▸ EXERCISE DESCRIPTION:
Reading the listing below, restate each entry exactly as written.

▸ DATA EXTRACT:
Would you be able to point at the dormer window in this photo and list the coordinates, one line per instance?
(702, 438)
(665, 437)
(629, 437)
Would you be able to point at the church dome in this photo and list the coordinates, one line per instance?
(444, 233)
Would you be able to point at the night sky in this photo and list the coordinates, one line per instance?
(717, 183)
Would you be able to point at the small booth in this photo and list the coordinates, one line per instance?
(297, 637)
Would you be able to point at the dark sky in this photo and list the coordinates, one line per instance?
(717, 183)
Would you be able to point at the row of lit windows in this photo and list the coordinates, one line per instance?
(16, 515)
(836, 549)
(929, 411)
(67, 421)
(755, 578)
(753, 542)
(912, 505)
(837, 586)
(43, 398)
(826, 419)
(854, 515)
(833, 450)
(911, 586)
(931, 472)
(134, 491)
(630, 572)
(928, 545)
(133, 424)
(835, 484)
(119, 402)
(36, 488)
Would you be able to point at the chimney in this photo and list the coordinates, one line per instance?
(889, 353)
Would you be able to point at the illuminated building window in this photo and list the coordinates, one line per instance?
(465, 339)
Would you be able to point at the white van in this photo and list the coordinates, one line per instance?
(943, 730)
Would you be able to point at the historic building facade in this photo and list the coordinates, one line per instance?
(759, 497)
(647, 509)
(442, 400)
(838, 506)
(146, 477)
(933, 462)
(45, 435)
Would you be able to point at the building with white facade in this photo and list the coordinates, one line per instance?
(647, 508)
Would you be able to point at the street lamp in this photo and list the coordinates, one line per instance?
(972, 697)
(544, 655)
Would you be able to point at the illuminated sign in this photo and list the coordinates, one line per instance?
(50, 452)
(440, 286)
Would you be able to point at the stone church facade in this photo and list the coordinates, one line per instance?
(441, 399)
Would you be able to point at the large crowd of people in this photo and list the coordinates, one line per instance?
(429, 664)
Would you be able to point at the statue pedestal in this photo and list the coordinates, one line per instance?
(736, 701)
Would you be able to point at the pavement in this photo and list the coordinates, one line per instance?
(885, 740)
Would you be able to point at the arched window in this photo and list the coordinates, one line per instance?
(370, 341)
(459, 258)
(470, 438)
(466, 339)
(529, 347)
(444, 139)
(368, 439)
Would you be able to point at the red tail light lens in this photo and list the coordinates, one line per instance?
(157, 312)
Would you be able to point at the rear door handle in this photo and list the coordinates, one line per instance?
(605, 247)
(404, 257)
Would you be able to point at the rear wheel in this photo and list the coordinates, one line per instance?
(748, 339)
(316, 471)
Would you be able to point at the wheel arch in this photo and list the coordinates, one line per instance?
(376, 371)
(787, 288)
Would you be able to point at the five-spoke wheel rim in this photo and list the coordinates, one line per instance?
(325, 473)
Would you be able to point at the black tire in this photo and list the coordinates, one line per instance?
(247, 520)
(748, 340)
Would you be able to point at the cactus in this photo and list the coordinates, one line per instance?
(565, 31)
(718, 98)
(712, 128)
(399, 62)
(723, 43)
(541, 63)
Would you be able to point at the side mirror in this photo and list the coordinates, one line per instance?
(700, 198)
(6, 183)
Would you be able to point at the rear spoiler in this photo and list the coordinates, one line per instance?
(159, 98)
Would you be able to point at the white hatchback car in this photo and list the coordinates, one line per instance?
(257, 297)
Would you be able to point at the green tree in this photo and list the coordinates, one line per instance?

▸ RESULT OF THE EXERCISE:
Would you be able to point at the dormer window in this photo and list the coordinates, one line per instance?
(702, 438)
(665, 437)
(629, 437)
Would you be able to point at the church dome in this photo and list the coordinates, one line per instance?
(444, 233)
Would you be able to point at the night sky in this photo and list the coordinates, one line per instance?
(717, 183)
Would you be able to point at the small booth in this photo and list the coordinates, one line per instance?
(297, 637)
Would you be able to point at the dark sky in this photo and list the coordinates, one line per instance?
(717, 183)
Would you be able to point at the row of lit windows in this photo and list the coordinates, one line per instance?
(16, 515)
(836, 549)
(929, 411)
(67, 421)
(755, 578)
(753, 542)
(912, 505)
(837, 586)
(43, 398)
(826, 419)
(854, 515)
(833, 450)
(911, 586)
(931, 472)
(134, 491)
(630, 572)
(928, 545)
(133, 424)
(835, 484)
(119, 402)
(36, 488)
Would you be able to point at the chimney in this photo and list the coordinates, one line per instance?
(889, 353)
Would you be able to point at the illuminated building window in this photo and list the coordinates, one line per instance?
(465, 339)
Would you be able to point at the white van in this photo and list the coordinates, one line per instance?
(943, 730)
Would you be able to point at the historic building facade in this photo and list the coordinates, one line per instance?
(759, 497)
(647, 509)
(442, 400)
(838, 506)
(146, 477)
(933, 462)
(45, 435)
Would you be able to point at the building with white facade in this photo and list the coordinates, one line per instance?
(647, 508)
Would you be able to point at the street lamp in this photo and list the coordinates, one line per instance?
(972, 697)
(544, 655)
Would you be able to point at the illuminated sign in this photo and list the coordinates, one line per instance?
(50, 452)
(440, 286)
Would you be able to point at the stone church facade in this photo and list the coordinates, one line per instance?
(441, 399)
Would you be able to point at the large crowd of people in this photo and list the coordinates, one line per instance?
(429, 664)
Would you be able to point at the statue pedestal in this photo and list the coordinates, one line per instance?
(736, 701)
Would you be able to point at the pavement in this photo and list the coordinates, one line per instance?
(885, 740)
Would you be able to point at the arched window in this photo and list the coordinates, one line per instance?
(370, 341)
(459, 258)
(470, 438)
(466, 339)
(529, 347)
(444, 139)
(368, 439)
Would you be able to point at the red tail light lens in this photo and list the coordinates, one line per instance?
(157, 312)
Would you be able to point at the rear door handle in this photo and list the coordinates, one line per instance?
(605, 247)
(404, 257)
Would you be able to point at the rear wheel in this photo and list the coordinates, one line per instance?
(748, 339)
(316, 471)
Would you be able to point at the wheel arch in this photo and list the coordinates, one line per instance?
(376, 371)
(787, 288)
Would you be able to point at the five-spoke wheel rim in this photo and list the coordinates, one line per instance?
(325, 473)
Would you be able to point at the black tire in this photo and list the coordinates, one line per instance?
(247, 520)
(748, 340)
Would you be able to point at the cactus in this photo and list the coordinates, one line per instance?
(565, 31)
(718, 98)
(712, 128)
(399, 62)
(723, 43)
(541, 63)
Would you be able to point at the side mirror in this photo and list the coordinates, one line per instance?
(700, 198)
(6, 183)
Would you be able to point at the rear spoiler in this photo and list the coordinates, one line per instance?
(159, 98)
Would you be able to point at the white hatchback car in this photo and list the coordinates, one line per instance?
(257, 297)
Would you be able to point at the green tree in this photo and list the coordinates, one line per instance?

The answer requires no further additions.